▶ **Written instruction**:
Could you reproduce the material word for word, from the line containing "Query: crowd of people" through its last line, with both of those lines included?

▶ **Supplied material**:
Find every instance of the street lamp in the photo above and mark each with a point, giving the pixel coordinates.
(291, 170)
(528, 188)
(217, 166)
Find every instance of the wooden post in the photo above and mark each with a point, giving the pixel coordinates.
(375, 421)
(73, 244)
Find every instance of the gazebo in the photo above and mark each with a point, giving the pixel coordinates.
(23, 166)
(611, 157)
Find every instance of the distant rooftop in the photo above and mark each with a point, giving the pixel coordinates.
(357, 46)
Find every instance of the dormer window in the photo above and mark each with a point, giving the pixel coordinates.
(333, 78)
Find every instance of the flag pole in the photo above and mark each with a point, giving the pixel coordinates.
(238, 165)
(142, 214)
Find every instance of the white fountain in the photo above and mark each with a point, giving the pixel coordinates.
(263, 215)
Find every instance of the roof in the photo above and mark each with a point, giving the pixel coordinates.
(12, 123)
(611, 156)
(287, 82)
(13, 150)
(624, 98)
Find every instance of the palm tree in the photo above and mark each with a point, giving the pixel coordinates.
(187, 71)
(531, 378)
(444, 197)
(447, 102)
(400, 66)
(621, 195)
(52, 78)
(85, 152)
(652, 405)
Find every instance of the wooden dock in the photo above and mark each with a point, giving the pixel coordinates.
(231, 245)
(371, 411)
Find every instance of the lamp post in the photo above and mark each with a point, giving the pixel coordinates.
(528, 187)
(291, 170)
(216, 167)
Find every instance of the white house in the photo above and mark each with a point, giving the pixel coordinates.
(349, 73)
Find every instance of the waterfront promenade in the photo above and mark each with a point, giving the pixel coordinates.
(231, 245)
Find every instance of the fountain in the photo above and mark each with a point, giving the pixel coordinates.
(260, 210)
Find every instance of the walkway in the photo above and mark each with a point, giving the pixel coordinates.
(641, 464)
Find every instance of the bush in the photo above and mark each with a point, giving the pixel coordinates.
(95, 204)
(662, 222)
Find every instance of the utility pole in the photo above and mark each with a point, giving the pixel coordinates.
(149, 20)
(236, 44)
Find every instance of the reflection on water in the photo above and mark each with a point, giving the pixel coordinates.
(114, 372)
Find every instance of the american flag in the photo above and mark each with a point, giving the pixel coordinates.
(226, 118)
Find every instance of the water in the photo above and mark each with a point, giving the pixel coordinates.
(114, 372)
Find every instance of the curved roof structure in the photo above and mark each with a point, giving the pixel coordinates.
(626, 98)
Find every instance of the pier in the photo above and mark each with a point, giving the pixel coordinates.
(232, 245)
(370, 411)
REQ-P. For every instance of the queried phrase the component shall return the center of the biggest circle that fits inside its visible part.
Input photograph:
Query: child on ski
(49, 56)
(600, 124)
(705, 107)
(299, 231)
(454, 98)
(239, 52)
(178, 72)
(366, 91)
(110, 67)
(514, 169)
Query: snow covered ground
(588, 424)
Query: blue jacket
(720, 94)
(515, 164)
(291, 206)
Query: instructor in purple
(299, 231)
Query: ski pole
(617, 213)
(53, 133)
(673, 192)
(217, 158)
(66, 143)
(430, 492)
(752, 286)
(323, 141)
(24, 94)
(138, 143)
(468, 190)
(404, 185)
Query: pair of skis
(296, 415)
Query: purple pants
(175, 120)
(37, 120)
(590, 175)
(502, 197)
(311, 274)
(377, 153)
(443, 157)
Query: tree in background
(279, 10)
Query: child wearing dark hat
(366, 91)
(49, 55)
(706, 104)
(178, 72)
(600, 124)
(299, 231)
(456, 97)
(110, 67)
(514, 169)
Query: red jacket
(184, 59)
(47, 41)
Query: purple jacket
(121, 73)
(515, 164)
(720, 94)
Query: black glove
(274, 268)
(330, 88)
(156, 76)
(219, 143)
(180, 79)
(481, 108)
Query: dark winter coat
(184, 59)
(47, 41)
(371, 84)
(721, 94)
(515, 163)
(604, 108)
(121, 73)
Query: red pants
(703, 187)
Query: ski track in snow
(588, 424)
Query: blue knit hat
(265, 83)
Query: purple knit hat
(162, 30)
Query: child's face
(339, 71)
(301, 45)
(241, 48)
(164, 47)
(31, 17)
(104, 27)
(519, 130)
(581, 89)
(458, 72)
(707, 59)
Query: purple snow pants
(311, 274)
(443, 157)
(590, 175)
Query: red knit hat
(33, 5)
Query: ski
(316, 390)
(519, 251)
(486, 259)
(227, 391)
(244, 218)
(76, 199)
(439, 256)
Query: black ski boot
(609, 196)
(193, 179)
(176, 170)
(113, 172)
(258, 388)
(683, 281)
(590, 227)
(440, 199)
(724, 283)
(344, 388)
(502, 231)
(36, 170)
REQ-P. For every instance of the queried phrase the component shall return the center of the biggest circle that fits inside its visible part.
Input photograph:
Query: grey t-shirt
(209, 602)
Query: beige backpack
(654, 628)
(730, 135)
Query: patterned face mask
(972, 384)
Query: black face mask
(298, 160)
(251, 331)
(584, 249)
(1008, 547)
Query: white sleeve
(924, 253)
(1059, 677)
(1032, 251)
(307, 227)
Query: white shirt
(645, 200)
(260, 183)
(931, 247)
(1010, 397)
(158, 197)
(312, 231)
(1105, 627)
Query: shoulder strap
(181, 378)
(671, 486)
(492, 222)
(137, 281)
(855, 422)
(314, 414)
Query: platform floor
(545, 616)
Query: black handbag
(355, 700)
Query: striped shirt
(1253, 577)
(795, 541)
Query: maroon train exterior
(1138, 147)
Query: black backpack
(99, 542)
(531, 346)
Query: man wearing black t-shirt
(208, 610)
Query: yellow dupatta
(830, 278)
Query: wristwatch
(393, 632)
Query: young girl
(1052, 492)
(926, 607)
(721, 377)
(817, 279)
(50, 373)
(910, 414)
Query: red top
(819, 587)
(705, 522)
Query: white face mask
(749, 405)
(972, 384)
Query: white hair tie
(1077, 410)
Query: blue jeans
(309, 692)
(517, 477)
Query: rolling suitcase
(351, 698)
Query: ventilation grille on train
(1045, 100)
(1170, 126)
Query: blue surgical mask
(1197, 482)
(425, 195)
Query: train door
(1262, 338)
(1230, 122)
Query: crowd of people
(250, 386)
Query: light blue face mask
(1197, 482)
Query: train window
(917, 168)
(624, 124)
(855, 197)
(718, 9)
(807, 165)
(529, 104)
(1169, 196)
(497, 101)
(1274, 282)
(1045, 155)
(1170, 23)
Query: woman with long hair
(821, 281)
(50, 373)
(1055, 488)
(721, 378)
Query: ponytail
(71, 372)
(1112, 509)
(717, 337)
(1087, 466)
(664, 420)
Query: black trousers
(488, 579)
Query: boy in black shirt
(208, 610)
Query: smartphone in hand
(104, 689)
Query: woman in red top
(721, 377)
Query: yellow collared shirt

▶ **Worked solution**:
Query: crowd of people
(250, 386)
Query: light blue face mask
(1197, 482)
Query: train window
(917, 168)
(624, 124)
(855, 197)
(718, 9)
(807, 165)
(529, 104)
(1169, 196)
(497, 101)
(1274, 282)
(1045, 155)
(1170, 23)
Query: woman with long hair
(821, 281)
(50, 373)
(1055, 488)
(721, 378)
Query: ponytail
(71, 372)
(1112, 509)
(717, 337)
(1087, 466)
(664, 420)
Query: black trousers
(488, 579)
Query: boy in black shirt
(208, 610)
Query: smartphone in hand
(104, 689)
Query: woman in red top
(721, 377)
Query: yellow collared shirt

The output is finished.